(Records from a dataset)
--- START ---

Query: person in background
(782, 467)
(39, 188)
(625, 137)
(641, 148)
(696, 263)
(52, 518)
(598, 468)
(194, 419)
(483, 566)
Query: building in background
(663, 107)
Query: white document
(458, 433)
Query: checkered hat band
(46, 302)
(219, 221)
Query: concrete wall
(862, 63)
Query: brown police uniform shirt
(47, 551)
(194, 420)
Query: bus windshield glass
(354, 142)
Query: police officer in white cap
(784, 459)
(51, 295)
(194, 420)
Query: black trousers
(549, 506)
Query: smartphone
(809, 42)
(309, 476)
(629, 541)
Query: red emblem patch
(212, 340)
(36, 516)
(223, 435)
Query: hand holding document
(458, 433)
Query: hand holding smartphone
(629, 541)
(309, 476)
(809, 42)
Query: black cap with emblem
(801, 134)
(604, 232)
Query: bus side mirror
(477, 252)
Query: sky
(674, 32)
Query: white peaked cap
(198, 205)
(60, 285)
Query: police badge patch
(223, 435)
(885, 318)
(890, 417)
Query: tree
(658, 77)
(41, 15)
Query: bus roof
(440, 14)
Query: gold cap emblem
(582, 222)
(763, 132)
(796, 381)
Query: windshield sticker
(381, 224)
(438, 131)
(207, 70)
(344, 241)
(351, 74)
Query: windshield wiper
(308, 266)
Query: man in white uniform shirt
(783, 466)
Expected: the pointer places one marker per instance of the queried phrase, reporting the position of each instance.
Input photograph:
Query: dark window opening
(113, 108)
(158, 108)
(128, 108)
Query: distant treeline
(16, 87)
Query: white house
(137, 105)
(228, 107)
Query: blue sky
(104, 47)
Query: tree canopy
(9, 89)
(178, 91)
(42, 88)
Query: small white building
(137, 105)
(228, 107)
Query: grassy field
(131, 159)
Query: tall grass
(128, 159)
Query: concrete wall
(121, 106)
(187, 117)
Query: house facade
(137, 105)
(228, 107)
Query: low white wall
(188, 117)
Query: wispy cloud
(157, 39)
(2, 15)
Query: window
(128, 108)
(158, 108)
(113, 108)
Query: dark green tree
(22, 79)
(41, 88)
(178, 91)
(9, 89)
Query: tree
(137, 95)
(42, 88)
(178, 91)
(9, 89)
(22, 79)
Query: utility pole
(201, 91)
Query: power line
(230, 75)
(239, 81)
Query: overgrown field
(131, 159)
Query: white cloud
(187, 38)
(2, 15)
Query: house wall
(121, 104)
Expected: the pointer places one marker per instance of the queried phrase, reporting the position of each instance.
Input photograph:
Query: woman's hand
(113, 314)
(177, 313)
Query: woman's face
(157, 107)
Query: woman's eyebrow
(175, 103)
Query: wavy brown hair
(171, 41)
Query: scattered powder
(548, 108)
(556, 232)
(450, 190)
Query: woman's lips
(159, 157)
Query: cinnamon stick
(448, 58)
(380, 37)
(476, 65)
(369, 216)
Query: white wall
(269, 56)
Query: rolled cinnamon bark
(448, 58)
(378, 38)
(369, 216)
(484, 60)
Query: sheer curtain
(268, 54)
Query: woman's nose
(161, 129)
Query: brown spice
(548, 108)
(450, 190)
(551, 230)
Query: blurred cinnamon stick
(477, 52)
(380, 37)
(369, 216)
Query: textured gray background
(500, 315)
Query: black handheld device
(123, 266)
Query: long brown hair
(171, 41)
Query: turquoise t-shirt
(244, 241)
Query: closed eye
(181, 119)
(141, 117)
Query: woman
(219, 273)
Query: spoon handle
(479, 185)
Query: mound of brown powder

--- END ---

WORK REQUIRED
Leaving no line out, return the data above verbatim.

TASK SOLUTION
Query: person in background
(782, 467)
(39, 188)
(625, 137)
(641, 148)
(696, 263)
(52, 518)
(598, 468)
(194, 419)
(483, 566)
Query: building in background
(663, 107)
Query: white document
(458, 433)
Query: checkered hat band
(46, 302)
(219, 221)
Query: concrete wall
(862, 63)
Query: brown police uniform shirt
(47, 551)
(194, 420)
Query: bus windshield glass
(354, 142)
Query: police officer in white cap
(784, 459)
(51, 295)
(194, 420)
Query: black trousers
(549, 506)
Query: smartphone
(809, 42)
(309, 476)
(629, 541)
Query: red emblem patch
(212, 340)
(36, 516)
(223, 435)
Query: hand holding document
(458, 433)
Query: hand holding smartphone
(629, 541)
(309, 476)
(809, 42)
Query: black cap with emblem
(801, 134)
(604, 232)
Query: bus side mirror
(477, 252)
Query: sky
(674, 32)
Query: white peaked cap
(198, 205)
(60, 285)
Query: police badge patch
(223, 435)
(885, 318)
(890, 417)
Query: tree
(658, 77)
(41, 15)
Query: bus roof
(440, 14)
Query: gold cap emblem
(582, 222)
(763, 132)
(796, 381)
Query: windshield sticker
(381, 224)
(438, 131)
(207, 70)
(344, 241)
(351, 74)
Query: windshield wiper
(308, 266)
Query: man in white uniform shirt
(783, 466)
Expected: the pointer places one marker per instance of the queried phrase, reporting the position of each instance.
Input photograph:
Query: dark window opening
(113, 108)
(158, 108)
(128, 108)
Query: distant treeline
(16, 87)
Query: white house
(137, 105)
(228, 107)
Query: blue sky
(104, 47)
Query: tree canopy
(9, 89)
(178, 91)
(42, 88)
Query: small white building
(137, 105)
(228, 107)
Query: grassy field
(131, 159)
Query: tall grass
(128, 159)
Query: concrete wall
(121, 106)
(187, 117)
Query: house facade
(137, 105)
(228, 107)
Query: low white wall
(188, 117)
Query: wispy cloud
(157, 39)
(2, 15)
Query: window
(128, 108)
(158, 108)
(113, 108)
Query: dark green tree
(22, 79)
(41, 88)
(178, 91)
(9, 89)
Query: tree
(137, 95)
(42, 88)
(178, 91)
(9, 89)
(22, 79)
Query: utility pole
(201, 91)
Query: power line
(230, 75)
(239, 81)
Query: overgrown field
(131, 159)
Query: white cloud
(187, 38)
(2, 15)
Query: house wall
(121, 104)
Expected: the pointer places one marker per instance of the queried phrase, reporting the position of each instance.
Input photograph:
Query: woman's hand
(113, 314)
(177, 313)
Query: woman's face
(157, 107)
Query: woman's eyebrow
(175, 103)
Query: wavy brown hair
(171, 41)
Query: scattered powder
(548, 108)
(556, 232)
(450, 190)
Query: woman's lips
(159, 157)
Query: cinnamon stick
(448, 58)
(380, 37)
(476, 65)
(369, 216)
Query: white wall
(269, 56)
Query: rolled cinnamon bark
(448, 58)
(378, 38)
(369, 216)
(484, 60)
Query: sheer curtain
(268, 54)
Query: woman's nose
(161, 129)
Query: brown spice
(548, 108)
(450, 190)
(551, 230)
Query: blurred cinnamon stick
(477, 52)
(380, 37)
(369, 216)
Query: textured gray background
(500, 315)
Query: black handheld device
(123, 266)
Query: long brown hair
(171, 41)
Query: turquoise t-shirt
(244, 241)
Query: closed eye
(181, 119)
(141, 117)
Query: woman
(219, 273)
Query: spoon handle
(479, 185)
Query: mound of brown powder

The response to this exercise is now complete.